Exercise input:
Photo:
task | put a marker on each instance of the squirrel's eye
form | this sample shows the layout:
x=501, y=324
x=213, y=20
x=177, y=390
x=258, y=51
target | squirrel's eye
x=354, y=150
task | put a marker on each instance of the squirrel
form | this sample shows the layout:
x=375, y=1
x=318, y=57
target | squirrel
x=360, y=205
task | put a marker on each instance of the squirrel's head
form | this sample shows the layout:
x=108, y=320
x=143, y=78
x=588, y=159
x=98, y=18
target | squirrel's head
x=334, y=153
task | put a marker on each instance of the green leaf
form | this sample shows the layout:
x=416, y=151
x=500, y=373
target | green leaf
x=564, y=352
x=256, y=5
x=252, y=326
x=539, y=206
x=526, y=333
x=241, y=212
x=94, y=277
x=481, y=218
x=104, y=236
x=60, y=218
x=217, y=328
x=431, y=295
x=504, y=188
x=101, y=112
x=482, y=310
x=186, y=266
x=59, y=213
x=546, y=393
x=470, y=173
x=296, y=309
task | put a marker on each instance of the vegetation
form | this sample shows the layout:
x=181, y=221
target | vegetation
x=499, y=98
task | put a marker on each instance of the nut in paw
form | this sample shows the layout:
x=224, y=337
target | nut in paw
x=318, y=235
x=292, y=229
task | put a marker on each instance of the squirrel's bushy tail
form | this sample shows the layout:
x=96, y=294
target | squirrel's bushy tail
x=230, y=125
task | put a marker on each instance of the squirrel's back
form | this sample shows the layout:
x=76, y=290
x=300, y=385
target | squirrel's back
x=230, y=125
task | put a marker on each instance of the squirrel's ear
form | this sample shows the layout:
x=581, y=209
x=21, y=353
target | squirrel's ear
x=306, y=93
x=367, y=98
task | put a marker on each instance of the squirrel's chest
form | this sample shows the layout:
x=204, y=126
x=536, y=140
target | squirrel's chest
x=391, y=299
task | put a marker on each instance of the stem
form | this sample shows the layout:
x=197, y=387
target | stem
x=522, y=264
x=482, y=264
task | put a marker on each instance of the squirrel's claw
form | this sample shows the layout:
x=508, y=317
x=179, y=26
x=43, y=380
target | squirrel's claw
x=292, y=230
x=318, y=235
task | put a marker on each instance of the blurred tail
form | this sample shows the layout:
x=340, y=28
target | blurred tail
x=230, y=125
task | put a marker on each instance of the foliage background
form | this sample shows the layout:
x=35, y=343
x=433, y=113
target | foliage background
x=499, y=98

* * *

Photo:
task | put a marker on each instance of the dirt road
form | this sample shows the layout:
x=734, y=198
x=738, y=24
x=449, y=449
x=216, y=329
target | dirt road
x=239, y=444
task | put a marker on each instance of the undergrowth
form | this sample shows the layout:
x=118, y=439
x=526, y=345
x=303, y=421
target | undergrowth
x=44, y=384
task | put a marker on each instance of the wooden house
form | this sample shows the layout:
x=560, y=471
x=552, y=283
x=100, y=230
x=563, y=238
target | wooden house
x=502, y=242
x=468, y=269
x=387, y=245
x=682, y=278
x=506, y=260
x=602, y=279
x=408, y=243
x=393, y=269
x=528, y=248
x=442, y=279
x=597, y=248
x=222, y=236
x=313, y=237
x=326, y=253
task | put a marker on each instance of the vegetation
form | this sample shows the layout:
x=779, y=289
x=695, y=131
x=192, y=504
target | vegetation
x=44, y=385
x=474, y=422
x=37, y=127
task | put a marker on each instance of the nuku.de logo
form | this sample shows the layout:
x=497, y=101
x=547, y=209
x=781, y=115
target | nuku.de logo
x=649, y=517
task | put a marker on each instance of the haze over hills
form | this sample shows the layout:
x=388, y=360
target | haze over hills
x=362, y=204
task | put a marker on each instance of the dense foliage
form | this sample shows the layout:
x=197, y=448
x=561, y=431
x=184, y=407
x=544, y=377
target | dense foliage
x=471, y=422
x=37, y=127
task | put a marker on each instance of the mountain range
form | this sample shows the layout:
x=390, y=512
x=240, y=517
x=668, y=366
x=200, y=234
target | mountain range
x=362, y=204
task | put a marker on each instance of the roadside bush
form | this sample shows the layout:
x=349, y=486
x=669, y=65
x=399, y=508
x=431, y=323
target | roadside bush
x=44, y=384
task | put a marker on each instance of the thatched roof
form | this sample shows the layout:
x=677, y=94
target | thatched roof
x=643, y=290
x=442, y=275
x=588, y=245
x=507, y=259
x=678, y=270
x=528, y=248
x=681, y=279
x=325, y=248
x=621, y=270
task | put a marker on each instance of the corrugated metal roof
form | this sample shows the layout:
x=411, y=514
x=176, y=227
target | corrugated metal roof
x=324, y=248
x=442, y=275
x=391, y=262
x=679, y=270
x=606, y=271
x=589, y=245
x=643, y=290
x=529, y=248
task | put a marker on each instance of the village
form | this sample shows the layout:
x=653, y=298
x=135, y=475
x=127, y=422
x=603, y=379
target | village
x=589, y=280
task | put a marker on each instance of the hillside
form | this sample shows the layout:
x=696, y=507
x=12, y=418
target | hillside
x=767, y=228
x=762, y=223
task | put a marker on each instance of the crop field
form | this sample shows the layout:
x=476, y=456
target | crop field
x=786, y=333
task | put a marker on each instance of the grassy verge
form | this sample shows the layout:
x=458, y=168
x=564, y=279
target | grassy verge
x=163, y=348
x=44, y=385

What is being asked:
Using the data above, transcribe the lines that run from the line with "x=176, y=227" to the line with "x=653, y=298", both ends kept, and output nothing else.

Exercise solution:
x=176, y=227
target | corrugated metal roof
x=324, y=248
x=442, y=275
x=391, y=262
x=679, y=270
x=606, y=271
x=589, y=245
x=643, y=290
x=529, y=248
task | put a marker on each instance of the village
form | this sample shows the layout:
x=653, y=298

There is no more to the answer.